[TASK] Please reproduce the rows below word for word, from their first line up to and including the line that contains "POLYGON ((328 227, 303".

[SOURCE MATERIAL]

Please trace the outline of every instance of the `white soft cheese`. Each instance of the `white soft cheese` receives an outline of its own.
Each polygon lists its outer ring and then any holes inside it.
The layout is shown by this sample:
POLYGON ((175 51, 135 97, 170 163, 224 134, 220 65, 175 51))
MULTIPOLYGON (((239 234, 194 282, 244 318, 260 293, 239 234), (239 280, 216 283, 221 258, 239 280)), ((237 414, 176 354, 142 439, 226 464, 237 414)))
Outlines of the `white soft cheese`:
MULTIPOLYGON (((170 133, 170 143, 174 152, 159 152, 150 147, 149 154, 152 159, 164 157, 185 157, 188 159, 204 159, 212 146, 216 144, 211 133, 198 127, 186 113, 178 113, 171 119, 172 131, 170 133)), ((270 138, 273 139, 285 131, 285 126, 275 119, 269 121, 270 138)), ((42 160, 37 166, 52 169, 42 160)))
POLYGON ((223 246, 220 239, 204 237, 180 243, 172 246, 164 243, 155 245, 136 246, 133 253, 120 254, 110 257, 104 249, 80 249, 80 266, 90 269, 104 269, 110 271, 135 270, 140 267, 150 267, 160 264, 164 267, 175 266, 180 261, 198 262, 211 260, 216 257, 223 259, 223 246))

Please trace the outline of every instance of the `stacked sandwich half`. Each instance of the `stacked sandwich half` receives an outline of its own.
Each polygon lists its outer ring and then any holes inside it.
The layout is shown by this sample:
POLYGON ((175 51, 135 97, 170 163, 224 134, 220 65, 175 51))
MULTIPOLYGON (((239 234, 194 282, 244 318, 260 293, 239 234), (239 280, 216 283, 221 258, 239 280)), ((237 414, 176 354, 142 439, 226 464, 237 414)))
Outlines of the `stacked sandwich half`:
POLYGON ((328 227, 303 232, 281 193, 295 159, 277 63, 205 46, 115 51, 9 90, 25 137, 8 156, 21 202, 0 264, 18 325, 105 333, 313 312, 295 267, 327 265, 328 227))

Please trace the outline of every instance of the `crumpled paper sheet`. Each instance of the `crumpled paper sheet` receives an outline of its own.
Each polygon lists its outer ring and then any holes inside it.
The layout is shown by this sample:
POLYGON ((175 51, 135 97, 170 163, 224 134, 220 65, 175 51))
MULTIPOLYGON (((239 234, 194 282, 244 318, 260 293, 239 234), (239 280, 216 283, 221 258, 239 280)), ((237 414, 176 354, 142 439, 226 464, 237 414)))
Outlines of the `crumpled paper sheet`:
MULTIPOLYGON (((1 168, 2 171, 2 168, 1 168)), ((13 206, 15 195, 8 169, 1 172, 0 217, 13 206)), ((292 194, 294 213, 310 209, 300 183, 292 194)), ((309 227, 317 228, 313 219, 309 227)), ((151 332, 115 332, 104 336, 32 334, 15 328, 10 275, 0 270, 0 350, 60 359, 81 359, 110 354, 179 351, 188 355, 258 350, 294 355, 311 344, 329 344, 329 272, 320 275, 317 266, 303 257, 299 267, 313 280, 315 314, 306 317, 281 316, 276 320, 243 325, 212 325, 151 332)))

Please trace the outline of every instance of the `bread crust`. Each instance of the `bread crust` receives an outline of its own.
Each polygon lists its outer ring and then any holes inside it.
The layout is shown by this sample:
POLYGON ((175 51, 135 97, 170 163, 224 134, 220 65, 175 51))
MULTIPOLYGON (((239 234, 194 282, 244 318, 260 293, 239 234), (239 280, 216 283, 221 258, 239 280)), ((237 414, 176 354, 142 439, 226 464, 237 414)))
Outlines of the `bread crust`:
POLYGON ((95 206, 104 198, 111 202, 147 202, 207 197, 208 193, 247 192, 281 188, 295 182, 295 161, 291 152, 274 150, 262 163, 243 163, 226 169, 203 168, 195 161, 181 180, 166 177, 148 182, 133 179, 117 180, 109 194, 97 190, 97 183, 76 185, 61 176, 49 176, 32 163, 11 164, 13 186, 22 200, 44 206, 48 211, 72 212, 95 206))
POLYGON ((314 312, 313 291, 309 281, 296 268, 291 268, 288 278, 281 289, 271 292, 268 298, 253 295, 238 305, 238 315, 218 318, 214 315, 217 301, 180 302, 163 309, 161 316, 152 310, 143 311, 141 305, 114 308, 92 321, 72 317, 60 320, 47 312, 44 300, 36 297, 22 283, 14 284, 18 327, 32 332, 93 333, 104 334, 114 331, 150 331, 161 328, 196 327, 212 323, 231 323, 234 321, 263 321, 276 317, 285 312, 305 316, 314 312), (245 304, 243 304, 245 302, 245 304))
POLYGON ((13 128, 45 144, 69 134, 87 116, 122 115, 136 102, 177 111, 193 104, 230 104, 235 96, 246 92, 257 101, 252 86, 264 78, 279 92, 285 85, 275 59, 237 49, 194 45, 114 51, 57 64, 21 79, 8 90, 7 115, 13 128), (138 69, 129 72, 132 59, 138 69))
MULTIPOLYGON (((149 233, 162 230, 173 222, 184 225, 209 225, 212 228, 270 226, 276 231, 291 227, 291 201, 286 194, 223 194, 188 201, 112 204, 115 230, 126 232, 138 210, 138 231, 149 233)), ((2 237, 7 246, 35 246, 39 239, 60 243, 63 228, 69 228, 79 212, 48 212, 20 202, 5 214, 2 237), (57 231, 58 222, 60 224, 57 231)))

[RIGHT ANSWER]
Please trace the outline of every instance of the `white soft cheese`. Each instance of the `white soft cheese` receives an outline of its own.
Each polygon lists its outer ring and then any holes inside it.
The layout is shown by this sample:
POLYGON ((175 51, 135 97, 170 163, 224 134, 220 65, 175 51))
MULTIPOLYGON (((239 234, 194 282, 244 318, 260 293, 239 234), (239 280, 216 283, 221 258, 239 280)), ((237 414, 176 354, 142 439, 226 464, 237 414)))
Outlines of the `white soft cheese`:
MULTIPOLYGON (((170 133, 170 143, 174 152, 159 152, 150 147, 149 154, 152 159, 164 157, 185 157, 188 159, 204 159, 212 146, 216 144, 211 133, 198 127, 186 113, 178 113, 171 119, 172 131, 170 133)), ((270 138, 273 139, 285 131, 285 126, 275 119, 269 121, 270 138)), ((42 160, 37 166, 52 169, 42 160)))
POLYGON ((223 246, 220 239, 204 237, 180 243, 172 246, 164 243, 155 245, 136 246, 133 253, 120 254, 110 257, 104 249, 80 249, 80 266, 90 269, 104 269, 110 271, 135 270, 140 267, 150 267, 160 264, 164 267, 175 266, 180 261, 198 262, 211 260, 216 257, 223 259, 223 246))

Please trace the outline of every instance of the `stacked sandwich half`. Each instance of the `stacked sandwich half` receives an outline of its own.
Each polygon lists its outer ring and then any holes inside it.
The layout is shown by this sample:
POLYGON ((175 51, 135 97, 170 163, 224 134, 220 65, 175 51))
MULTIPOLYGON (((239 234, 194 282, 244 318, 260 293, 239 234), (239 280, 216 283, 221 258, 239 280)), ((237 414, 176 354, 142 439, 226 464, 237 414)))
Outlines of the `stacked sandwich half`:
POLYGON ((328 227, 303 232, 281 193, 295 159, 277 63, 205 46, 115 51, 9 90, 25 137, 8 156, 21 202, 0 264, 18 325, 105 333, 313 312, 295 267, 327 265, 328 227))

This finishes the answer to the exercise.